Opinion

In this crisis, Eskom's management is way too weak

24 March 2019 - 00:07 By peter bruce

Former president Jacob Zuma's intervention in the latest South African electricity crisis was, at least, momentarily funny. If we had done the R1-trillion Russian nuclear deal we wouldn't be load-shedding at stage 4, he told Business Day. He lives in a weird world, that guy. If we had done the Russian deal we would not yet even have dug a foundation. If we had done a Russian deal in 2017 we'd get our first volt from it 10 years later.
But for all of Zuma's nonsense, I watched an Eskom press conference the other day with a sinking feeling. Perhaps it was a department of public enterprises press conference. It was led by Pravin Gordhan, public enterprises minister and former finance minister and, in my view, a national treasure. Next to him sat Eskom chair, Jabu Mabuza, a leading light in the private sector doing national duty running the Eskom board. On the other side of him sat CEO Phakamani Hadebe, who didn't say much, and at the end, Jan Oberholzer the chief operating officer.

★ ★ ★ ★ ★

Continue the opinion column on Eskom's management during the electricity crisis, starting after its final sentence.

Items from a labeling collection:
★ ★ ★ ★ ★

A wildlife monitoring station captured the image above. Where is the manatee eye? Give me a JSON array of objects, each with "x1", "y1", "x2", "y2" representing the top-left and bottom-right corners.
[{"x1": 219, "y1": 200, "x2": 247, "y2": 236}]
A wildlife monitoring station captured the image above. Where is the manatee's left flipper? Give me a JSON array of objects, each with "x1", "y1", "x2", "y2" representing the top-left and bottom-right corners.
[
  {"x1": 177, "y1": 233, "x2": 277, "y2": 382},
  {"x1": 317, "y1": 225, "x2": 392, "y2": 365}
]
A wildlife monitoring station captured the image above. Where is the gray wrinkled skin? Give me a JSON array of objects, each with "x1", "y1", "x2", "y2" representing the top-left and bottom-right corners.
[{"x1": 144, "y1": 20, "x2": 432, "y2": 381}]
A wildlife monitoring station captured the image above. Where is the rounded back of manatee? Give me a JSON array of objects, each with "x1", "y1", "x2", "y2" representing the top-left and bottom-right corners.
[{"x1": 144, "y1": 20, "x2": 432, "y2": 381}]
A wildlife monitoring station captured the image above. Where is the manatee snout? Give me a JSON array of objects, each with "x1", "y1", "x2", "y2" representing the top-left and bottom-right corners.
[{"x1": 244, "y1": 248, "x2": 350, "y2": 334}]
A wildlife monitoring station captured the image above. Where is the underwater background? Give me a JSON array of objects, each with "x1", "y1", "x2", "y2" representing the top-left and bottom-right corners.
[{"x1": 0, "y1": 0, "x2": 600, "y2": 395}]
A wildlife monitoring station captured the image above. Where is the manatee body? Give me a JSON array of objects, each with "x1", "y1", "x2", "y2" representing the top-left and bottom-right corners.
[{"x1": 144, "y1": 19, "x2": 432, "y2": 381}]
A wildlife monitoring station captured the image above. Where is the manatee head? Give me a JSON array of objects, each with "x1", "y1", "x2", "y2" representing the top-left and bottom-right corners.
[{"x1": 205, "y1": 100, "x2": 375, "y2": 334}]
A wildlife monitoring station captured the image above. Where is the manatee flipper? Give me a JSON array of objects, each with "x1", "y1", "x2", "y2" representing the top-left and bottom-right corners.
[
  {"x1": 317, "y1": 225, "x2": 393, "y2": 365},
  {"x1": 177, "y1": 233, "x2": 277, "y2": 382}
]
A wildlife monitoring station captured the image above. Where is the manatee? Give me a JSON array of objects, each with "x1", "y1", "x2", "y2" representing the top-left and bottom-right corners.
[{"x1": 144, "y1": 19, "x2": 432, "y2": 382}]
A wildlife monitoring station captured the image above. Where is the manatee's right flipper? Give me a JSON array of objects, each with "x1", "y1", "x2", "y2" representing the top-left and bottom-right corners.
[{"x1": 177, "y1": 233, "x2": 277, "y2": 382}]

★ ★ ★ ★ ★

§ ANSWER TO THE EXERCISE
Oberholzer looks like an engineer out of Central Casting. A big guy, chiselled face and not many words. He has just been brought back to Eskom but when he was last there he was a distribution guy, not a generation guy. But he showed us a faint slide of a boiler and said there were 600km of tubing in each and when one ruptured you had to cool it down, go find the hole and fix it and then heat it up and test it and then bring it back into commission.
I enjoyed the lesson but it didn't really leave me with any hope. No-one on the panel was an expert in coal-fired generation. Surely Eskom has one they could show us?
It made me wonder whether or not, in its heart and discounting for the moment that under Zuma so much was looted from Eskom that should have gone into maintenance, Eskom's problems now are simply about leadership. Hadebe, to me, seems a reluctant general.
By far the surer bet, the guy who fixed Eskom's generating the first time it load-shed back in 2008, is Brian Dames. He knows every boiler and turbine in the Eskom fleet personally. He now works for Patrice Motsepe on a renewable energy project but surely if you asked Patrice he'd lend Dames to the country one more time.
The whole press conference was just unconvincing. Even with Gordhan there. Tough as he is he can't make electricity by sheer force of will. Malusi Gigaba, when he had the same job, used to announce that unit this or that at Medupi would come on stream by December 7 "at the latest". It never did but he was addicted to making a spectacle of himself.
In truth, Gordhan should not have been there at all but he is working with weak management and a weak board and he carries the can for what they do.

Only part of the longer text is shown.